**TEXT EXCERPT**:
*-*-*

More... (http://www.universetoday.com/2008/06/17/super-earths-how-much-are-they-like-earth/)

neilzero
2008-Jun-17, 09:25 PM
We may soon be able to detect worlds as small as Earth and farther from their star. These hot super earth's may be tide locked = keep the same face toward the star. If so, the unlighted side may be cool or even cold. If cold, the water and possibly the atmosphere may be frozen into a great glacier centered on the dark side. If warm or cool, there may be habitable locations in the twilight zone. If more than four times the mass of Earth, the surface gravity is likely too much for humans to thrive, but a few of us might be able to tough out weighing twice as much. Likely it is not exactly square law. Neil

JohnBStone
2008-Jun-18, 08:47 PM
If more than four times the mass of Earth, the surface gravity is likely too much for humans to thrive, but a few of us might be able to tough out weighing twice as much. Likely it is not exactly square law.

*-*-*

**WHAT THIS TASK INVOLVES**: According to the super-Earth thread, why might the unlighted side of a hot super earth be cool or even cold? Answer in one to three sentences.

*-*-*

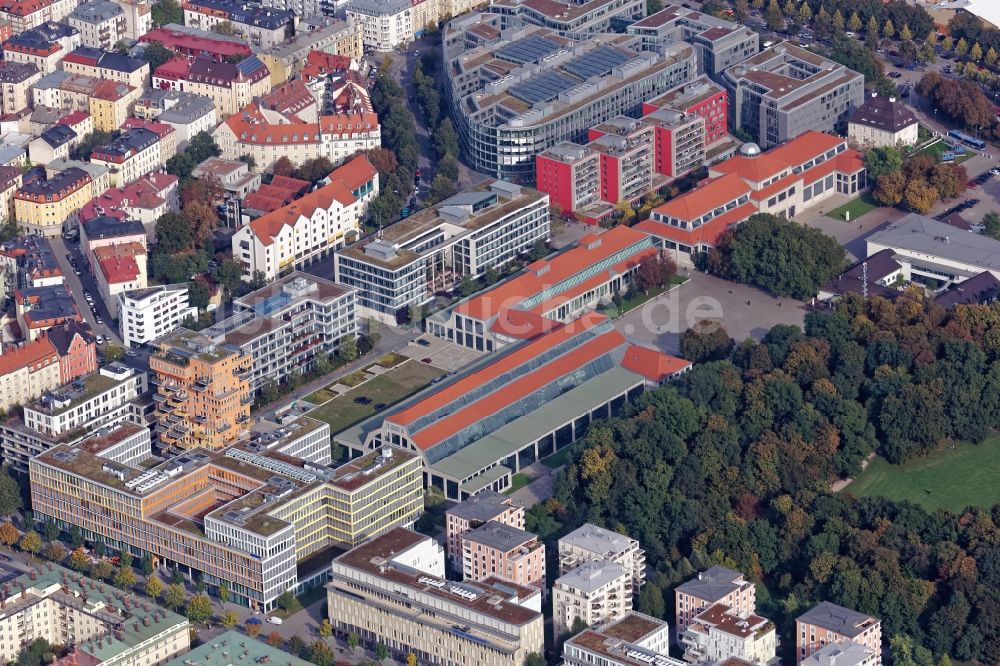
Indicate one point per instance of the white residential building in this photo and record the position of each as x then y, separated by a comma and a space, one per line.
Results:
718, 634
146, 314
590, 542
595, 591
406, 263
309, 228
634, 640
286, 325
101, 23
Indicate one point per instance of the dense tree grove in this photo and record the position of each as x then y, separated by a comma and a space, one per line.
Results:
733, 465
781, 256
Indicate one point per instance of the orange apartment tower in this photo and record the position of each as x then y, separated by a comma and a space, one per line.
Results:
203, 391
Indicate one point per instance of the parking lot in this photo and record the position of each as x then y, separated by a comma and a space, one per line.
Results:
442, 354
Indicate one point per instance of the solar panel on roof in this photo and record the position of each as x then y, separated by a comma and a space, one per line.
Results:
596, 62
529, 49
542, 88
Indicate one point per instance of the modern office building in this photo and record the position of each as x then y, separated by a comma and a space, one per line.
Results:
203, 391
590, 543
475, 511
285, 326
829, 623
717, 585
797, 175
498, 550
248, 517
308, 228
575, 20
717, 634
785, 91
391, 590
523, 90
930, 250
261, 27
403, 265
593, 593
634, 640
101, 23
528, 401
547, 292
96, 622
719, 43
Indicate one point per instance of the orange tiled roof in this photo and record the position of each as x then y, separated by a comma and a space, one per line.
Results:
708, 197
707, 234
267, 227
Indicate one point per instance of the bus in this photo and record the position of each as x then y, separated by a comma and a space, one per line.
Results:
966, 139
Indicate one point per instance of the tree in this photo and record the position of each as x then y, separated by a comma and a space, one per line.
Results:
10, 493
125, 578
285, 600
173, 233
154, 587
174, 597
9, 534
102, 570
199, 608
156, 54
881, 161
198, 294
167, 11
706, 341
854, 23
348, 350
78, 560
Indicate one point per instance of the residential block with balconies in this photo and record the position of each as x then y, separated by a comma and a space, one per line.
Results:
595, 591
590, 542
203, 391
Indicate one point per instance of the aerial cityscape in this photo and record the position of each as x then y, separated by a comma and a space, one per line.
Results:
500, 333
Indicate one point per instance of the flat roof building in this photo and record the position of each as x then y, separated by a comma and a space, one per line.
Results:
531, 399
248, 516
403, 265
391, 590
785, 90
526, 89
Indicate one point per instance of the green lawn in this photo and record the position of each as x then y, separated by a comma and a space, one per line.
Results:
949, 479
388, 388
856, 207
319, 397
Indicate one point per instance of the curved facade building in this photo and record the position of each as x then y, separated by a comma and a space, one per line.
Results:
517, 91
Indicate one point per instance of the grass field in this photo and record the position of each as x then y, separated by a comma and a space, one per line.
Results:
950, 479
856, 207
388, 388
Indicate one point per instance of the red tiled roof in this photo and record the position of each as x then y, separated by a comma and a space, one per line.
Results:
31, 354
708, 197
651, 364
546, 273
268, 226
707, 234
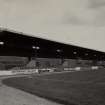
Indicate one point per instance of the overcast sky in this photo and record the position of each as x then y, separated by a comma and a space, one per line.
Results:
77, 22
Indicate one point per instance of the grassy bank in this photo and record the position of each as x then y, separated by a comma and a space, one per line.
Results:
73, 88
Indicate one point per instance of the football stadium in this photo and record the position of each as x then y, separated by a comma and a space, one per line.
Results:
44, 70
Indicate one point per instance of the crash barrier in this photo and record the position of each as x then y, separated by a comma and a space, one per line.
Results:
31, 71
16, 72
25, 71
82, 68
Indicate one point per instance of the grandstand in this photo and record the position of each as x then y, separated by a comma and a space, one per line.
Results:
19, 51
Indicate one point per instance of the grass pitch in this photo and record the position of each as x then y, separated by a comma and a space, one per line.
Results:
70, 88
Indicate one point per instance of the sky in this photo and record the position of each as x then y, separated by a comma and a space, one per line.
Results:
76, 22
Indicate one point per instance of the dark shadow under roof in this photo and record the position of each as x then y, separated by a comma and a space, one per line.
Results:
17, 44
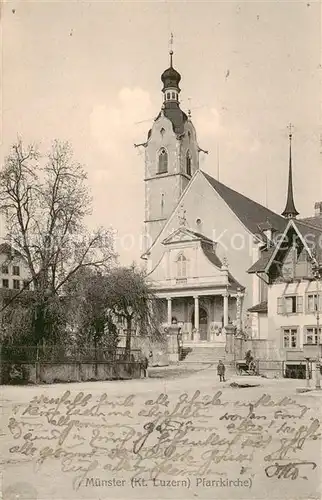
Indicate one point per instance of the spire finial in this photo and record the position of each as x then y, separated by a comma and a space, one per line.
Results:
290, 211
171, 49
290, 128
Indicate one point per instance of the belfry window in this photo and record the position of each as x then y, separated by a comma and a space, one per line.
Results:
181, 266
163, 162
188, 163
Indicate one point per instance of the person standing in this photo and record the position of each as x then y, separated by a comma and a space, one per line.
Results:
221, 371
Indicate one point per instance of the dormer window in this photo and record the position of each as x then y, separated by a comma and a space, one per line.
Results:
163, 162
188, 163
181, 266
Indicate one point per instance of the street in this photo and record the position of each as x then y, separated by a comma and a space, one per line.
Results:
178, 434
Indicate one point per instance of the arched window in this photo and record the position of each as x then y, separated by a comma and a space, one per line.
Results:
181, 266
188, 163
163, 162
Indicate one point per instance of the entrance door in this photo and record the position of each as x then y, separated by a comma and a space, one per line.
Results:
203, 324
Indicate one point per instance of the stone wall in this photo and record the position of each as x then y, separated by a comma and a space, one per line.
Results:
48, 373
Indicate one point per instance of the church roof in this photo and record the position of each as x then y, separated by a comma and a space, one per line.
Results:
261, 307
209, 252
312, 221
249, 212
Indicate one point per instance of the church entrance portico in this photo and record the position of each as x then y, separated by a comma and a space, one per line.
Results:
203, 324
202, 318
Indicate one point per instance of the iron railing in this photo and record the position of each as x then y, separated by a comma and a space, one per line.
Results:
60, 354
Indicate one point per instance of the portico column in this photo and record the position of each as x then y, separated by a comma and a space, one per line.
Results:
225, 295
196, 325
169, 310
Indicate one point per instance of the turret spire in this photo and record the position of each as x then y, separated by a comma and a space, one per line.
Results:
290, 211
171, 50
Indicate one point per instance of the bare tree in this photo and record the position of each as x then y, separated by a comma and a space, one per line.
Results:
45, 206
130, 297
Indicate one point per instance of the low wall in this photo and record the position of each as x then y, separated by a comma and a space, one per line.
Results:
48, 373
160, 350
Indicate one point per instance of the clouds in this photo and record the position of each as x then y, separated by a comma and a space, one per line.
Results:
222, 128
114, 126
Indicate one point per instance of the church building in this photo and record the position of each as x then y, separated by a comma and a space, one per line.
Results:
201, 236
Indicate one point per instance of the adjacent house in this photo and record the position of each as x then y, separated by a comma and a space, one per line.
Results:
288, 318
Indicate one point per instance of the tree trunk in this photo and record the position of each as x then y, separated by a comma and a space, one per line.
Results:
128, 337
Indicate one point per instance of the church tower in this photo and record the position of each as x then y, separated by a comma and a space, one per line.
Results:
171, 157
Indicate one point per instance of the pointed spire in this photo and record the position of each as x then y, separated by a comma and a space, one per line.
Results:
171, 50
290, 211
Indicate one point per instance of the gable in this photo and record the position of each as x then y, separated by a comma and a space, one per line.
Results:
249, 212
184, 234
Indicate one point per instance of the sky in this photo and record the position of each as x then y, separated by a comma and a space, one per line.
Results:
89, 72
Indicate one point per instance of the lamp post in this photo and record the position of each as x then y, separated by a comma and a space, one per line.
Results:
307, 372
316, 269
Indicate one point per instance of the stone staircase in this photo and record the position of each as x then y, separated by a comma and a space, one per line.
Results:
205, 354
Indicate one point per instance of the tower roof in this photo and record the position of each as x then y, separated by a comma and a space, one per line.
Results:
290, 211
170, 77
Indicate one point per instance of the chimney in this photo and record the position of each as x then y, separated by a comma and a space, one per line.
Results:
318, 209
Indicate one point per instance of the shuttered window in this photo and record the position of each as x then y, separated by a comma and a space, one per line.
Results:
290, 304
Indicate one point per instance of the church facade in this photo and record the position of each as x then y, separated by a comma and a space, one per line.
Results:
201, 236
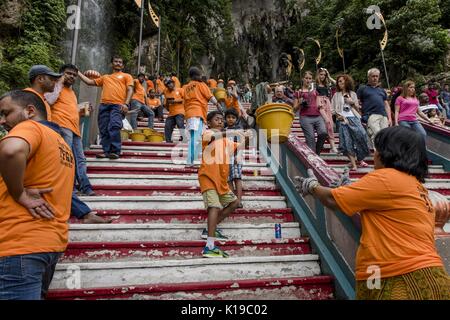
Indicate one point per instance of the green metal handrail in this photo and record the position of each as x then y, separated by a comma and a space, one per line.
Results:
295, 155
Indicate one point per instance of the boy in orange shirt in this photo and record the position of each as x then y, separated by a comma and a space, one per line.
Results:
139, 103
36, 183
196, 98
175, 105
116, 97
213, 174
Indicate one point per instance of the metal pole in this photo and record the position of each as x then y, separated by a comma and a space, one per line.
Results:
140, 36
385, 69
76, 33
159, 47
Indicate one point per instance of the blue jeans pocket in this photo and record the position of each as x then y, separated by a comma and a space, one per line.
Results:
11, 268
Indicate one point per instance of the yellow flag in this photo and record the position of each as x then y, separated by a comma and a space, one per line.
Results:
153, 15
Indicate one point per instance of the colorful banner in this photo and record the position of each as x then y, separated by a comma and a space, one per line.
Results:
383, 42
153, 15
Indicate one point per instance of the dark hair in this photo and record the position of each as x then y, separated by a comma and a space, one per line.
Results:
24, 98
231, 111
68, 66
212, 114
195, 74
117, 57
403, 149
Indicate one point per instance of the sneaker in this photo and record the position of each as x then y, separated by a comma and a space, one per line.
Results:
218, 235
214, 253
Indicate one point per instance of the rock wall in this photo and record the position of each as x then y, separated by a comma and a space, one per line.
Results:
260, 28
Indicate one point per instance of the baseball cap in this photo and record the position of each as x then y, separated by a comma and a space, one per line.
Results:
40, 69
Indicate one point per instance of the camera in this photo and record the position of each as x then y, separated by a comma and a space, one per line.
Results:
304, 104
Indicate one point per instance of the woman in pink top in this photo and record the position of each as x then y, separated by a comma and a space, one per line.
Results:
311, 119
407, 109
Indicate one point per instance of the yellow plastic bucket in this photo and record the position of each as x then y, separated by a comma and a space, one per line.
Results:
274, 117
220, 94
137, 137
124, 135
156, 137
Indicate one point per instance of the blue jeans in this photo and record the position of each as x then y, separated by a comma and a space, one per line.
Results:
28, 276
76, 145
416, 126
171, 122
136, 105
78, 208
109, 125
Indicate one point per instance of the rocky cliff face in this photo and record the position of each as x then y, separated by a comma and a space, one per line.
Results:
260, 29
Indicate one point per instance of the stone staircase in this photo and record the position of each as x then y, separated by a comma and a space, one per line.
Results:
152, 250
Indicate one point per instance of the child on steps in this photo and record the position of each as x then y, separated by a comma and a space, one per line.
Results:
213, 174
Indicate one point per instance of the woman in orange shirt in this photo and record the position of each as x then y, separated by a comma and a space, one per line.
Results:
397, 219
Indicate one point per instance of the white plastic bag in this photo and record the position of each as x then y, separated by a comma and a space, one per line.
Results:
126, 125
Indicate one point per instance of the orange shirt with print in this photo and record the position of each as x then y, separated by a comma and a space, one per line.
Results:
47, 106
161, 87
150, 85
50, 165
196, 98
65, 111
153, 103
232, 102
176, 82
176, 108
215, 168
212, 83
139, 92
115, 87
397, 223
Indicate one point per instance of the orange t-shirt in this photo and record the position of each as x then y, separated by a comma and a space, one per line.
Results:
150, 85
161, 87
153, 103
47, 106
50, 165
177, 108
139, 92
215, 168
232, 102
115, 87
212, 83
65, 111
397, 223
196, 98
177, 82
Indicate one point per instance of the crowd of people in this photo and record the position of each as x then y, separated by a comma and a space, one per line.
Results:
44, 168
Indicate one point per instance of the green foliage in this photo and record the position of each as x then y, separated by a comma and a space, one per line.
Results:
38, 43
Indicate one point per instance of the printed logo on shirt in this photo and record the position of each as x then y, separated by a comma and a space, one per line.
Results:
65, 155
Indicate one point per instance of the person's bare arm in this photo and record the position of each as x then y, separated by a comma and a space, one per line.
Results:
89, 82
14, 154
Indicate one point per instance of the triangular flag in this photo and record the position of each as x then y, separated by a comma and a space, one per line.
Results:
153, 15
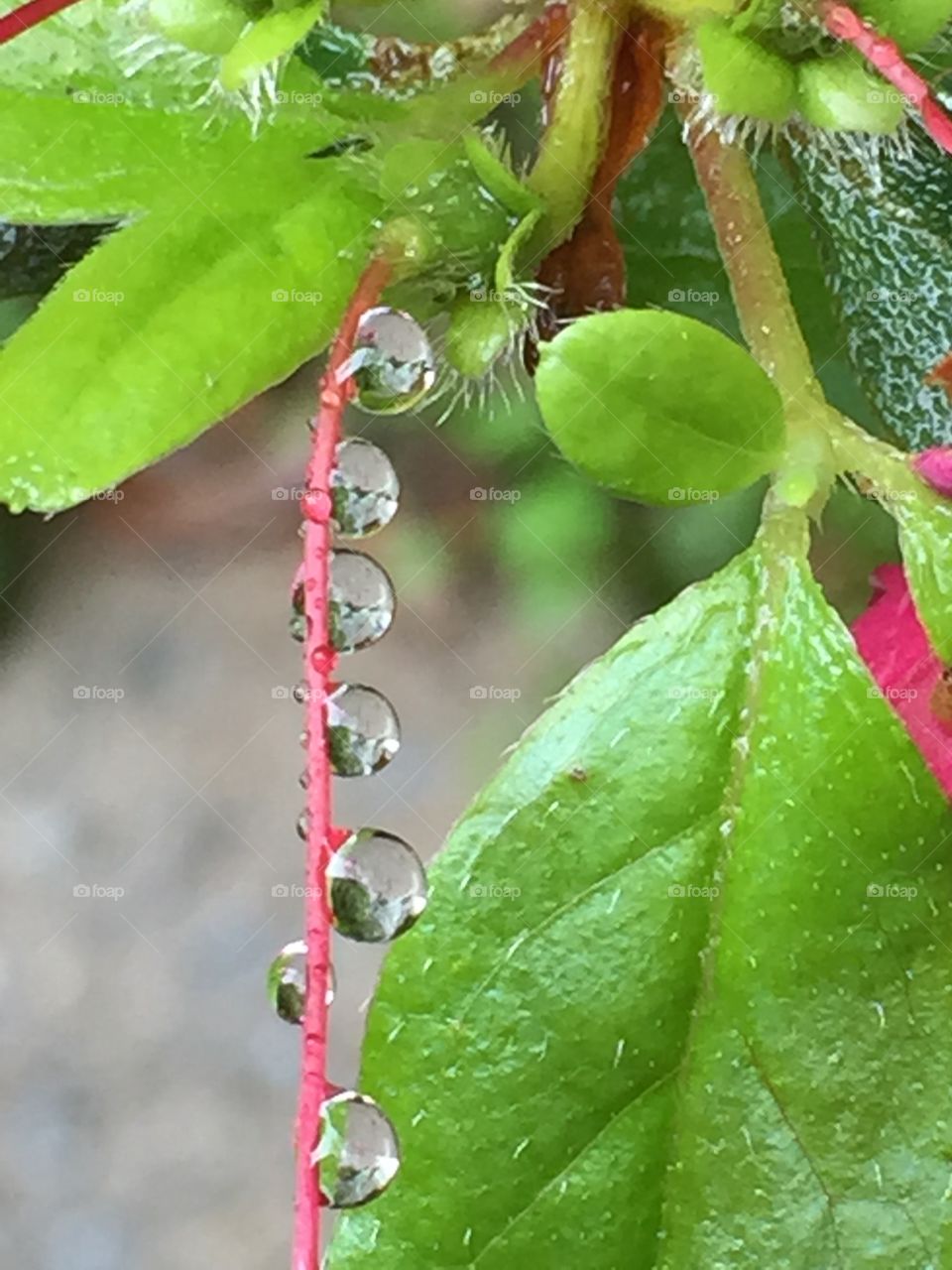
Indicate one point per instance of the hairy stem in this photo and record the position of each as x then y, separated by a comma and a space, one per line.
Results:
572, 143
767, 317
821, 443
888, 59
322, 838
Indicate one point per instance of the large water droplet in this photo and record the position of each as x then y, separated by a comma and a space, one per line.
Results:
358, 1152
393, 362
363, 730
362, 601
365, 489
377, 887
287, 982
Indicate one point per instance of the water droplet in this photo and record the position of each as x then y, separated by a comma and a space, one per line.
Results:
365, 489
361, 601
316, 506
287, 979
377, 887
357, 1152
324, 659
363, 730
393, 362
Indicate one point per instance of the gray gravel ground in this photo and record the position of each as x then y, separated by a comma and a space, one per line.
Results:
148, 1091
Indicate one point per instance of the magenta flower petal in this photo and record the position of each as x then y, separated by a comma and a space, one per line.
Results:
892, 643
934, 466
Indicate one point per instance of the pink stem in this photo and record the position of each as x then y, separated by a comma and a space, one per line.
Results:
322, 838
30, 16
887, 56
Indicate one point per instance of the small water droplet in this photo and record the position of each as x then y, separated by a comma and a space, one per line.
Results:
287, 978
363, 730
377, 887
298, 620
362, 601
357, 1152
393, 362
324, 659
365, 489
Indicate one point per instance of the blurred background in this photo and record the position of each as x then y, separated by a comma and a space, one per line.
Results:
149, 784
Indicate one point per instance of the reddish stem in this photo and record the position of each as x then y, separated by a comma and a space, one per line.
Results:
537, 42
30, 16
887, 58
322, 838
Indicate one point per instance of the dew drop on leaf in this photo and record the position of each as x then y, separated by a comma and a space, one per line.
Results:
377, 887
287, 979
365, 489
358, 1153
361, 601
393, 362
363, 730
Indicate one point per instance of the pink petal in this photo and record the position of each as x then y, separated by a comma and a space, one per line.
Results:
892, 640
934, 466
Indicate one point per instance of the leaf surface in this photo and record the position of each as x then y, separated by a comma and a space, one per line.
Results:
175, 321
658, 407
664, 1008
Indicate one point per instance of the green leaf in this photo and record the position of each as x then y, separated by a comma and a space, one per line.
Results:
594, 1061
94, 48
658, 407
75, 160
884, 234
924, 536
674, 263
175, 321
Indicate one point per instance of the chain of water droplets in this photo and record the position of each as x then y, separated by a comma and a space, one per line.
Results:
368, 884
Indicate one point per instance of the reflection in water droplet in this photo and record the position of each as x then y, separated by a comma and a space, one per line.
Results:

*-*-*

**ANSWER TO THIS PROBLEM**: These planets may be tide locked, keeping the same face toward their star. If so, the side that is not lit may be cool or even cold.